2011年01月05日 00時30分07秒 | Weblog

この年末年始の旅は私のお腹との相談で(和食を食いたい!)、

夫はしぶしぶ国内旅行にしてくれた。


うちの旅行は、いつも約1年前に決める。

 

今回はロンドンへ行く予定をしていたが、

飛行機のティケットが私の分(マイレージでビジネスクラスを取る為)しか取れておらず、

昨年の12月に入ってからも約60人待ちという状態だった。

で、夫は仕方なしに12月には京都旅行も計画してくれていた。

 


(最終的に12月20日頃には飛行機のティケットもキャンセルが出て

夫の分も確保されたようだったが今年だけは私の強固な反対に屈したようだ・・・というか思いやり?)

 

宿は

1日目(12月30日)は京都駅にあるグランビアホテル泊。

2日目(12月31日)、3日目(1月1日)は

お気に入りの定宿「ホテルフジタ」に泊まった。

 

久しぶりの日本でのお正月、しかも京都。

何だか、嬉しかった。

*提供された情報*.
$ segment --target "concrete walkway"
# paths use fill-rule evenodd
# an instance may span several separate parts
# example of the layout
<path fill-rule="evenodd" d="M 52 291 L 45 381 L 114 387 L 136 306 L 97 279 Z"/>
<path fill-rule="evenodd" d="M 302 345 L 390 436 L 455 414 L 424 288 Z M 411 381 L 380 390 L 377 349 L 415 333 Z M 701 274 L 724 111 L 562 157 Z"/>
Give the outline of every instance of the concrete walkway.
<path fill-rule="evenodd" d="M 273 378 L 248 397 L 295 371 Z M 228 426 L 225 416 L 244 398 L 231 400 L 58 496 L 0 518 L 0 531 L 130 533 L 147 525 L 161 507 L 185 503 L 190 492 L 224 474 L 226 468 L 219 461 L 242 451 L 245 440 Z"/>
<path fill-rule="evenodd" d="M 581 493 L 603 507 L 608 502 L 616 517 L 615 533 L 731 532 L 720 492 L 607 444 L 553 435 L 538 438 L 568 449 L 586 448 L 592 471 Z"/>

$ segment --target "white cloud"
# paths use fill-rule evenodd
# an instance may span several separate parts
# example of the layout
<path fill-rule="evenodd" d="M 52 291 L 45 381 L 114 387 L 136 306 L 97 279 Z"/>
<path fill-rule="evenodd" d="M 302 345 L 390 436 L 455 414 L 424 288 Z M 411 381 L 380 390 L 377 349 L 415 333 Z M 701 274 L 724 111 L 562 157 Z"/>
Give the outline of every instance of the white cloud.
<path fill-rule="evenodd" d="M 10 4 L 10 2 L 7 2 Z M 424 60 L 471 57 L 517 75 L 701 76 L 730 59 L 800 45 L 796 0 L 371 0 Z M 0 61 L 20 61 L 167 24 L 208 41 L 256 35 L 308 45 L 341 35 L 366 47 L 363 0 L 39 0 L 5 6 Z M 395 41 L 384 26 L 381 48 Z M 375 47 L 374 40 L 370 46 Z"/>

*実施する作業*.
1. 年末年始の旅の文章で、1日目(12月30日)に泊まった宿はどこか。
2. 年末年始の旅の文章によると、夫が12月に京都旅行も計画していたのはなぜか。文章に書かれた理由を説明せよ。
項目は、年末年始の旅の文章とは関係がない。

*作業の結果*.
1. 京都駅にあるグランビアホテル。

2. ロンドン行きの飛行機のチケットは、マイレージでビジネスクラスを取った書き手の分しか取れていなかった。昨年の12月に入っても約60人待ちの状態だったため、夫は仕方なく京都旅行も計画した。